Location identification entries:
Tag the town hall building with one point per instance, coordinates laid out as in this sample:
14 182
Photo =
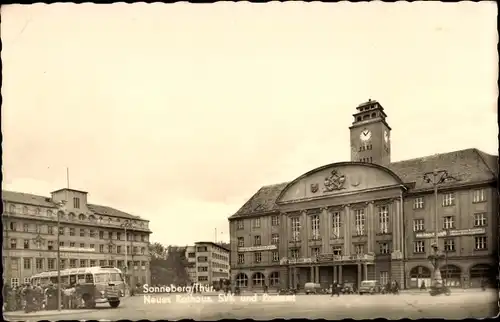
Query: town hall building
370 218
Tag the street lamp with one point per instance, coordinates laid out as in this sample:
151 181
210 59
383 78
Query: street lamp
436 178
61 205
127 224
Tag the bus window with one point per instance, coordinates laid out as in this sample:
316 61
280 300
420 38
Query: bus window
89 278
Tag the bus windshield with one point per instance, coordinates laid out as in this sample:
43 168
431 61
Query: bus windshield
107 277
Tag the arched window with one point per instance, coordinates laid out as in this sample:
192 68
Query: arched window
258 279
274 279
242 280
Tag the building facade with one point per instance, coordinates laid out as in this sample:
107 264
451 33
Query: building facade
211 263
89 235
370 218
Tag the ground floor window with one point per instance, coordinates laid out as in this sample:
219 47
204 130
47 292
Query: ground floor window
274 279
258 279
242 280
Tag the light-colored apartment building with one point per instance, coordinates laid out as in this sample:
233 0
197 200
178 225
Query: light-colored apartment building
208 263
89 235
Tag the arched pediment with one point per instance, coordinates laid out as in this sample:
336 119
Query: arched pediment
339 178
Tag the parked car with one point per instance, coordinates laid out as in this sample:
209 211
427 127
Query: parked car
370 287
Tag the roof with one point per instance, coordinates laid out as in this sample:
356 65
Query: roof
468 166
213 244
41 201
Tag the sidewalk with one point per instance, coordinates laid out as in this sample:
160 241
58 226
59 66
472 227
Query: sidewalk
21 315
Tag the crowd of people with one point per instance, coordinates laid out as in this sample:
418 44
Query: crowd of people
32 298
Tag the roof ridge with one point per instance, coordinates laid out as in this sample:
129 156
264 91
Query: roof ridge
480 154
432 155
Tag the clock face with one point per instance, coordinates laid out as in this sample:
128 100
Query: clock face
365 135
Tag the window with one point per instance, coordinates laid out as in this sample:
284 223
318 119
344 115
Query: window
448 199
360 221
275 239
449 222
479 195
27 263
449 245
359 249
384 248
418 203
418 225
480 243
39 263
337 250
480 220
383 215
14 282
51 263
256 240
76 203
295 228
384 278
336 225
419 246
315 227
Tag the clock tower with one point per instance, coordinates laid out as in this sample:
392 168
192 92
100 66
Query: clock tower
370 134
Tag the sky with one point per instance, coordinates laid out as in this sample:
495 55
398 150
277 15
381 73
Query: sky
179 113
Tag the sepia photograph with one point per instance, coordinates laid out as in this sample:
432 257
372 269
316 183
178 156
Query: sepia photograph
239 160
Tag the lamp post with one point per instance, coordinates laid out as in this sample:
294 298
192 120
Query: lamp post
127 224
60 209
436 178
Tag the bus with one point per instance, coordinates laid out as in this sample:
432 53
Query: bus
101 284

### Problem to solve
Switch "sample" to "example" throughout the records above, reproducing them otherwise unchanged and leaving the pictures out.

### Solution to the exercise
Tag the town hall building with one point per instance, coordinates laid out as in this example:
14 182
Photo =
Query: town hall building
370 218
Tag the street lamp with one point per instance, coordinates laid out as in this example:
151 181
210 59
383 78
Query: street lamp
436 178
61 205
127 224
Tag the bus window with one point per instance, coordinates laid out as in this example:
316 61
280 300
420 38
Query: bus window
89 278
Tag the bus windshield with one point per instance, coordinates laid out as in this example:
43 168
431 61
Query: bus windshield
107 277
Tag the arched window with one point per instance, coordinates laid out as in this example:
192 68
Query: arched window
258 279
274 279
242 280
Tag the building facade with one point per instance, coordinates laid out as in this example:
107 264
451 33
Query: building facade
211 263
89 235
370 218
Tag the ground floor window with one point per instance, coordinates laid out as in this example:
219 47
204 130
47 292
Query: ground floor window
274 279
258 279
242 280
Tag the light-colored apartment building with one point per instance, coordinates laid out as in this example:
233 0
197 200
178 225
Query: light-colored apartment building
208 263
89 235
Tag the arched pediment with one point per instance, coordinates laid out as in this example:
336 119
Query: arched pediment
339 178
Tag the parked car with one point per instance, coordinates laid out as in this example:
209 211
427 127
Query: parked car
370 287
Tag the roof with one point per instance, coordinates laid out as in this example:
356 65
Query: roof
468 166
213 244
41 201
Tag the sidewalk with one point per instance, coordinates laid out as in this example:
160 241
58 226
59 66
472 227
Query: sidewalk
21 315
Tag the crowd of people with one point per instance, coordinates laid out as in this example:
418 44
Query: crowd of people
32 298
Tag the roof ridge with one point per instance, coordinates laid out as in this example:
129 156
264 91
Query: roof ridge
480 154
432 155
Tag the clock face with one point per instance, coordinates laid out as in this example:
128 100
Query: clock face
365 135
Tag the window with one point per instance, coordinates laid out as in this example:
284 223
318 119
344 115
Query: window
448 199
360 221
275 239
449 222
479 195
27 263
449 245
359 249
384 248
418 203
418 225
480 243
39 263
337 250
480 220
383 215
14 282
51 263
256 240
76 203
295 228
384 278
336 225
419 246
315 227
Tag the clock tower with one point per instance, coordinates laid out as in this example:
392 168
192 92
100 66
Query: clock tower
370 134
Tag the sky with one point per instance, coordinates laid out as in this example:
495 55
398 150
277 15
381 73
Query: sky
179 113
Tag the sepia photograph with one point per instance, coordinates laid out as in this example:
432 257
372 269
316 183
178 156
Query: sepia photograph
239 160
Tag the lamp post with one point per instance, coordinates laid out as in this example:
294 298
192 120
Query: lamp post
127 224
60 209
436 178
Tag the bus with one point per instance, coordinates laid out as in this example:
432 53
Query: bus
101 284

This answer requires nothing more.